→ Records for the task

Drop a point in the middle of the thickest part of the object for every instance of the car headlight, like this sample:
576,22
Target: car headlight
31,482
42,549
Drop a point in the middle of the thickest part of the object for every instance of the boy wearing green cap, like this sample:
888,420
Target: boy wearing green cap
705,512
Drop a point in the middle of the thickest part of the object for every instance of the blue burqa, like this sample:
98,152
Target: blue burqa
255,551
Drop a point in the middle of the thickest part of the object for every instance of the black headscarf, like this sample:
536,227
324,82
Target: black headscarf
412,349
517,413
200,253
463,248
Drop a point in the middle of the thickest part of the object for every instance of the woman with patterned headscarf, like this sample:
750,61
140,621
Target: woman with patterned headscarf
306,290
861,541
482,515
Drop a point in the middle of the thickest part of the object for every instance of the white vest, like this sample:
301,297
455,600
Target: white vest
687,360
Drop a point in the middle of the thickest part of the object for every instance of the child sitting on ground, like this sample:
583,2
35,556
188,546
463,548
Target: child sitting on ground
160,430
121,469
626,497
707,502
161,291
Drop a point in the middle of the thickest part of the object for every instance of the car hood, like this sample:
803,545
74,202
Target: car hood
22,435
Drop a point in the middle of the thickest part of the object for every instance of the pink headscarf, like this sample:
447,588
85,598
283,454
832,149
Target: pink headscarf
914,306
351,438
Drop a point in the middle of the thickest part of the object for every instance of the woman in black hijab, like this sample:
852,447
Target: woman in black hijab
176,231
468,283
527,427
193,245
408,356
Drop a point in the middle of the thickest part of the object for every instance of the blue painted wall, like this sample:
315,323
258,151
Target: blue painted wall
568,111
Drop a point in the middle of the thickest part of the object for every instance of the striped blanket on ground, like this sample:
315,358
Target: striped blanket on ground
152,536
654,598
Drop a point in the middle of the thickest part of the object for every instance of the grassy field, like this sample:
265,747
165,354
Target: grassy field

→ What this task involves
The lines to reproduce run from the one that contains "car hood, like" through the last line above; copy them exactly.

→ Written answer
Drop a point in the middle of the thickest part of the object for every instance of the car hood, like this sample:
803,545
74,202
Target: car hood
22,435
Drop a point in the middle of the thickest part of the object for every instance of the pink headscarf, like this sample:
447,588
85,598
283,454
832,149
Target: pink headscarf
914,306
351,438
Drop a point in the middle of the thickest part of the object for every instance of the woman in black hijab, like this sample:
852,447
Target: woman in black hijab
176,231
468,283
527,427
193,245
408,356
Drop a point in the middle of the thickest part of the object for every instance of the blue painted wall, like this sample:
315,323
258,151
Target: blue painted wall
568,111
Drop a point in the middle of the thickest part of the object for every instance of the striped blanket on ground, like this sample:
315,358
Target: striped blanket on ground
152,536
654,598
Drop a point in the middle of the thickest part of the object for every instance of the grassy field, like this sample:
265,747
165,354
Target: grassy field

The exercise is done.